- [Try it]:
Repeat exactly the lines below from the line that contains "eye you find." to the last line, inclusive, without the pictures.
*** Begin section ***
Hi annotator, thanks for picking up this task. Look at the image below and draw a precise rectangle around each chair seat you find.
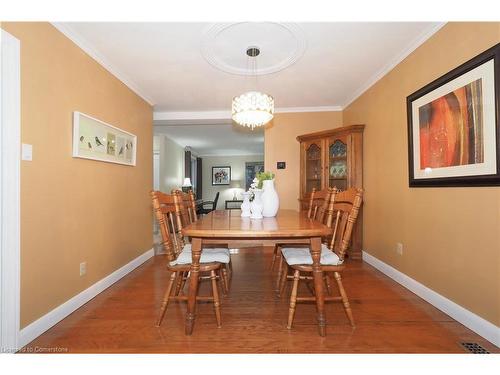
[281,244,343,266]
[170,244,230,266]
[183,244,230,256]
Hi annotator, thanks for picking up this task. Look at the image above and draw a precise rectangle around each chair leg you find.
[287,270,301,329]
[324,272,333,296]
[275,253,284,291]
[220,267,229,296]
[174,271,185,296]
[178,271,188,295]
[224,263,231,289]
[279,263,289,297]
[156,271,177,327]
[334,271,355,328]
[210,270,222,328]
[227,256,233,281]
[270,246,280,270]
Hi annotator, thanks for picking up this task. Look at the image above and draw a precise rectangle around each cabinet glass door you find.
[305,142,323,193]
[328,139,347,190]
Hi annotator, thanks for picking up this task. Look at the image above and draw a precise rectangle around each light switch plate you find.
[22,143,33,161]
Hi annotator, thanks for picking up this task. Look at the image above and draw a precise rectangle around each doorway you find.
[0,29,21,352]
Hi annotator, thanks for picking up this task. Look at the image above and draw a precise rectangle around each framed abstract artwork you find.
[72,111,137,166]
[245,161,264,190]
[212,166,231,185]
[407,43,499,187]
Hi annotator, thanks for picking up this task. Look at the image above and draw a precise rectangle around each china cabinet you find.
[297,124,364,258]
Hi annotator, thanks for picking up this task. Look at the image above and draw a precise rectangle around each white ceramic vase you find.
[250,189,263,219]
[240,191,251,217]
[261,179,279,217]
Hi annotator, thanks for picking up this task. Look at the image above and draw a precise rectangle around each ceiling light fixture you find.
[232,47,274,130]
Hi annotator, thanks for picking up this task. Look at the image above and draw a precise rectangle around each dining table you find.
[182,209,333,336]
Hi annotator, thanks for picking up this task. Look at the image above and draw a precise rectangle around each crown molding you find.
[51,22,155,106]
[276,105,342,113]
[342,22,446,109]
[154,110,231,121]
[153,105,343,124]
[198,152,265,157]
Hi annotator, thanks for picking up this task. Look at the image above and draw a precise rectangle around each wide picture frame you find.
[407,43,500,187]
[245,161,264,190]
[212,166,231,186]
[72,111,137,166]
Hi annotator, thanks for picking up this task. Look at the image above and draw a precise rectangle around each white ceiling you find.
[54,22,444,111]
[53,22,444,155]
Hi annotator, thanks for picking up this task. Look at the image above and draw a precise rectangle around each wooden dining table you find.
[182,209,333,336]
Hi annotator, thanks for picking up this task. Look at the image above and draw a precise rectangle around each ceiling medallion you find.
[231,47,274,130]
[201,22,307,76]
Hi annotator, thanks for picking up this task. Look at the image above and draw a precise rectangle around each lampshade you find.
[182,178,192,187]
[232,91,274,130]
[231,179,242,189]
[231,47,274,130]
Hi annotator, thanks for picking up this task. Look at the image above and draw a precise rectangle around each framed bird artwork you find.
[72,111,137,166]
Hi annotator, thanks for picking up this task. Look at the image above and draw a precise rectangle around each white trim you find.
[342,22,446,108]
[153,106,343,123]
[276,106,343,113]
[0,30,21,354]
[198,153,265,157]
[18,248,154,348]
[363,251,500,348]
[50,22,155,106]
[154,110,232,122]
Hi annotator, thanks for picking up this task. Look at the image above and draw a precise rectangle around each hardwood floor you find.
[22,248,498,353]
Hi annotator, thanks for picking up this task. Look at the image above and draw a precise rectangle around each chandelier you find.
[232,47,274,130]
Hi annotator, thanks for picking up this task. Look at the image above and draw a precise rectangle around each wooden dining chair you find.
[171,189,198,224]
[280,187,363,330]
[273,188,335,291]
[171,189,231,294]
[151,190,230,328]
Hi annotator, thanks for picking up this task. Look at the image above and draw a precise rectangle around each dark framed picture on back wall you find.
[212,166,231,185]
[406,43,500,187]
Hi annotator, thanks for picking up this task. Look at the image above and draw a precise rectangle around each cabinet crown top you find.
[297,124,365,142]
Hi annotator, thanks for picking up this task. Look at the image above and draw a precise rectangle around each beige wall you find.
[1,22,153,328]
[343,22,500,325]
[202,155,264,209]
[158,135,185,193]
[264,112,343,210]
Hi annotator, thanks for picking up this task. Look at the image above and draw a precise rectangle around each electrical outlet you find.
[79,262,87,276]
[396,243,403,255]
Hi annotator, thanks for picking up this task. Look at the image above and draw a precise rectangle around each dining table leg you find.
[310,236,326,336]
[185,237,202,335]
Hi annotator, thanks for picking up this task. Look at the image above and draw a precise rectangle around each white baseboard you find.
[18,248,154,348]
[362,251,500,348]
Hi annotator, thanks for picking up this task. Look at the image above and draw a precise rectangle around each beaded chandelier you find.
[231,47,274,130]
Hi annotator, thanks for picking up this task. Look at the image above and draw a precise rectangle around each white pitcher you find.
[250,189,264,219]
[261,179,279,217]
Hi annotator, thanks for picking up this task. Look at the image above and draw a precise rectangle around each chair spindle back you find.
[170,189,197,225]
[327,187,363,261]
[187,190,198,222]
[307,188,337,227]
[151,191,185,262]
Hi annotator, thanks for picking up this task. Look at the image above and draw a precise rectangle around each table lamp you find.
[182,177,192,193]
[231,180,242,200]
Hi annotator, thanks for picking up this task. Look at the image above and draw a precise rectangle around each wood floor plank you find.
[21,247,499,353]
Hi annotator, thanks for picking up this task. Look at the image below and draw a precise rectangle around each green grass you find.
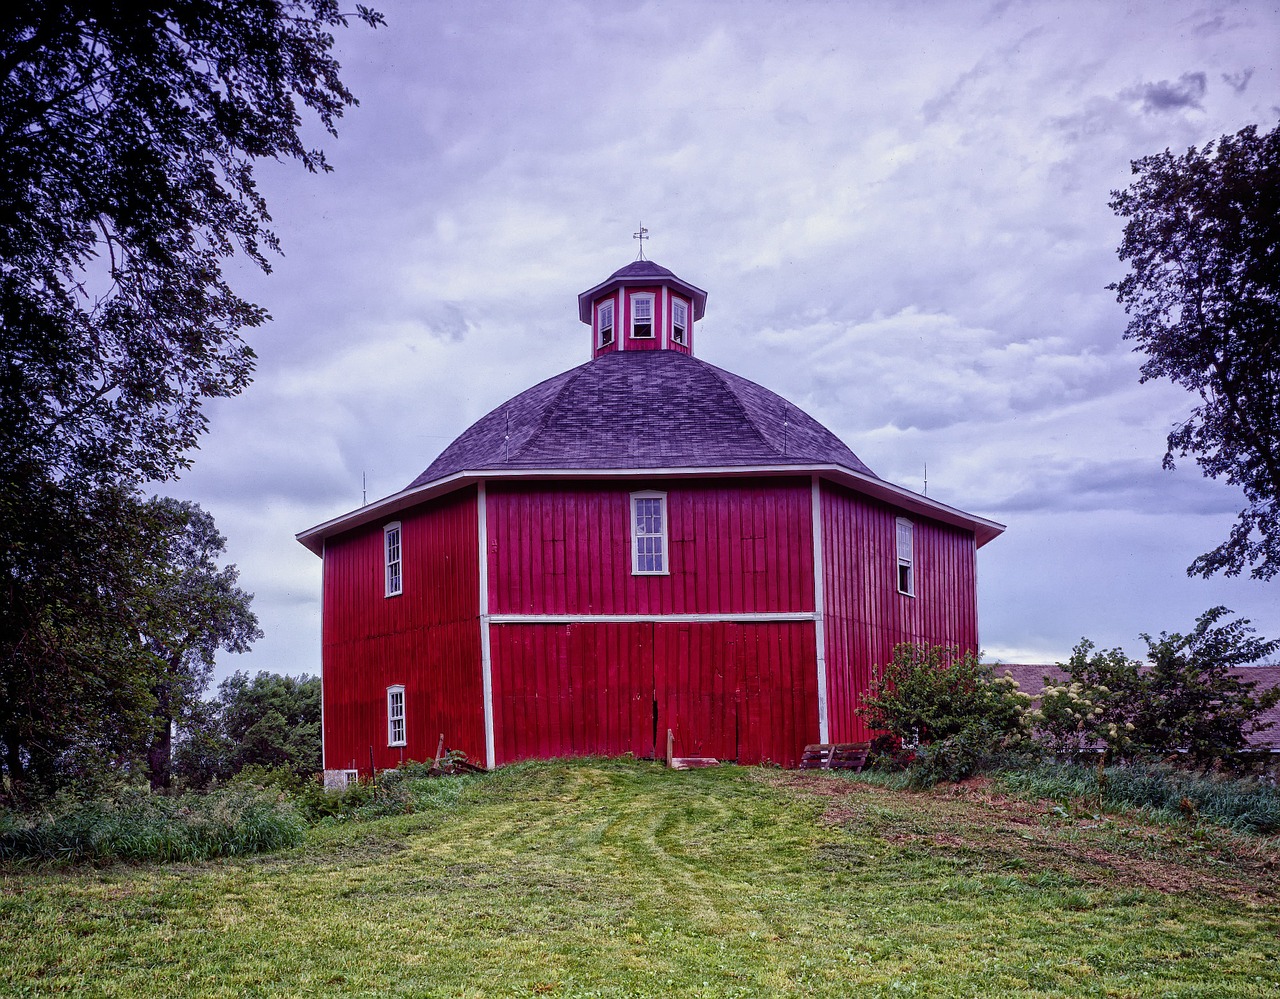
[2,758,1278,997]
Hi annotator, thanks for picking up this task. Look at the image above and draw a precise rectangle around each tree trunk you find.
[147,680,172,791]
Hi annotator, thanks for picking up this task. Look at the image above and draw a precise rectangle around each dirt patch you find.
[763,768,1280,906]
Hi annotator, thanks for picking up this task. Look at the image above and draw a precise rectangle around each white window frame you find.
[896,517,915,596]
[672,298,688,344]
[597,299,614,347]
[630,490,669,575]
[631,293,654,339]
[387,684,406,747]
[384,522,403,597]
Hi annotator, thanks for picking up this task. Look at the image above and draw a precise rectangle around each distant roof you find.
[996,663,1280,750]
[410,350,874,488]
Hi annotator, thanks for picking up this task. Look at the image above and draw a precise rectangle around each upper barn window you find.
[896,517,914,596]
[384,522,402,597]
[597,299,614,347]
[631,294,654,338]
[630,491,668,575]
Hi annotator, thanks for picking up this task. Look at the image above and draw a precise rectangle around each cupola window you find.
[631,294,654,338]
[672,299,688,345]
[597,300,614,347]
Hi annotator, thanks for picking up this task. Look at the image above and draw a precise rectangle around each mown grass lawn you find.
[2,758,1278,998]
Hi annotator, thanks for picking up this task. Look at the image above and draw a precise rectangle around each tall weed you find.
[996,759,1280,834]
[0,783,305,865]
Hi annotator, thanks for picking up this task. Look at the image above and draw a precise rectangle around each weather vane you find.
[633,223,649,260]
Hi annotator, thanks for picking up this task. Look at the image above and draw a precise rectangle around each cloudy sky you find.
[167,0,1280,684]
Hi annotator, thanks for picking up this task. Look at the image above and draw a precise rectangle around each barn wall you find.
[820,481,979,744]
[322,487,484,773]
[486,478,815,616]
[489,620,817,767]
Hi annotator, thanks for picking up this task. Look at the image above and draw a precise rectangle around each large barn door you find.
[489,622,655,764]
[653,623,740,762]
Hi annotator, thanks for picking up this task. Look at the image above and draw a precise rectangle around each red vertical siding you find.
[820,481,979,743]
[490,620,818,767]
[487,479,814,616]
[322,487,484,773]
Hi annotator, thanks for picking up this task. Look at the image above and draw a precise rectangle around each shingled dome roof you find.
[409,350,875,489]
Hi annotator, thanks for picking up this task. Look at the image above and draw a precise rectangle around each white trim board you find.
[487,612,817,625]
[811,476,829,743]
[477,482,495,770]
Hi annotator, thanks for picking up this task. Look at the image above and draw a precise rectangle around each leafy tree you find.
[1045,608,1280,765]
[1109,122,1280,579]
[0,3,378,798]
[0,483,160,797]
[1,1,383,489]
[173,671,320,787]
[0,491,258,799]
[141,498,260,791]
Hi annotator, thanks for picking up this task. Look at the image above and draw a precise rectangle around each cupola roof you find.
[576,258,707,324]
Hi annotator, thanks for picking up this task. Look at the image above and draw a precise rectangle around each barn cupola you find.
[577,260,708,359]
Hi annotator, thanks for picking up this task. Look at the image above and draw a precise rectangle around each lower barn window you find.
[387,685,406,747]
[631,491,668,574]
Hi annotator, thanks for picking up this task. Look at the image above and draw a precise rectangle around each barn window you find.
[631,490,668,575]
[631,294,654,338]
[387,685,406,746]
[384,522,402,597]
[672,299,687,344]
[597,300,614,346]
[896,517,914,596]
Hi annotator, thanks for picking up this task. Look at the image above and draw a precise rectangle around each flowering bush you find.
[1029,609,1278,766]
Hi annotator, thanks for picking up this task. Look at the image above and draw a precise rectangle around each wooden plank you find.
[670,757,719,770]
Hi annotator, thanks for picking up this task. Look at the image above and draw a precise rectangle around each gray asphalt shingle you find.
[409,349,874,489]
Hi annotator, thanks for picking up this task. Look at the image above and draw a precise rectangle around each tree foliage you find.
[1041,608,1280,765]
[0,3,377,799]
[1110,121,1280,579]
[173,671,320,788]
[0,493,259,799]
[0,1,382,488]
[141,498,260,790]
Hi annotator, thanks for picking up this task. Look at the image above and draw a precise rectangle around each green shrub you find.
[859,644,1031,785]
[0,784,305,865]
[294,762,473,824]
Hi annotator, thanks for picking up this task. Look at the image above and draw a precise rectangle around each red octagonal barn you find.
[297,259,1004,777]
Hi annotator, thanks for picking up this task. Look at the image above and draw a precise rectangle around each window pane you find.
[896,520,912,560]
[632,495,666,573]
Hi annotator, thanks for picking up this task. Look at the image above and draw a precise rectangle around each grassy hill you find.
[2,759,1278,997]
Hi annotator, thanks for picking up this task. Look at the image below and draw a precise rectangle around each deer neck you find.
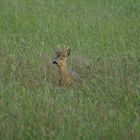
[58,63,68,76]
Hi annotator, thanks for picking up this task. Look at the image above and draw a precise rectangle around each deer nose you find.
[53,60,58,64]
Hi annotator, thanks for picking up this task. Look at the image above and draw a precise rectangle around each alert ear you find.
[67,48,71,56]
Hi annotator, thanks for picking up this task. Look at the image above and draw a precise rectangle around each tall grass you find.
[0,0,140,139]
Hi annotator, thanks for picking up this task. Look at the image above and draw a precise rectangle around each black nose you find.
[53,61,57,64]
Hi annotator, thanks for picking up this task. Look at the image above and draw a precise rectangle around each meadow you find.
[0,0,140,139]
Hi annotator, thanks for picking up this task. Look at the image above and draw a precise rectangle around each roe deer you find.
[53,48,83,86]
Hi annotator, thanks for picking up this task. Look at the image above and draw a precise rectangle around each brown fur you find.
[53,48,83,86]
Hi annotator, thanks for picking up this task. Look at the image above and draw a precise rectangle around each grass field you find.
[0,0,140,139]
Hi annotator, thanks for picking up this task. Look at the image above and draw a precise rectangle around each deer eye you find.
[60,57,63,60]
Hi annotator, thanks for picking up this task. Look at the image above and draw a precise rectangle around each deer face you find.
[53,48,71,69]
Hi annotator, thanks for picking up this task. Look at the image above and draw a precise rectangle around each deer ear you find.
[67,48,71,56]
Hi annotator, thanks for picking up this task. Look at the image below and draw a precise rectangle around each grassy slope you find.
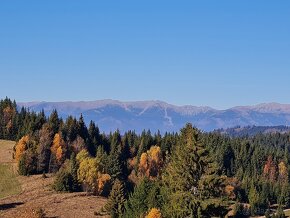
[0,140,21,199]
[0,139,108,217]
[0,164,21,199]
*** End section ***
- [Solution below]:
Hi annotator, thanks for picking up this task. Look at the image above and draw a precise rectangle around each deer eye you find.
[60,57,63,60]
Hi annotator, thanks for picking up this task. Look at the image above and draw a precise rectangle around each deer face you find.
[53,48,71,69]
Hi annotator, thanks for picking up this task. Look at the image above and draw a precise rectangle around each deer ear you find.
[67,48,71,56]
Hi annotator, thanks for picking up this task. Look at the image below and draw a precise rectangle around each grassy slope you find.
[0,140,21,199]
[0,139,108,217]
[0,164,21,199]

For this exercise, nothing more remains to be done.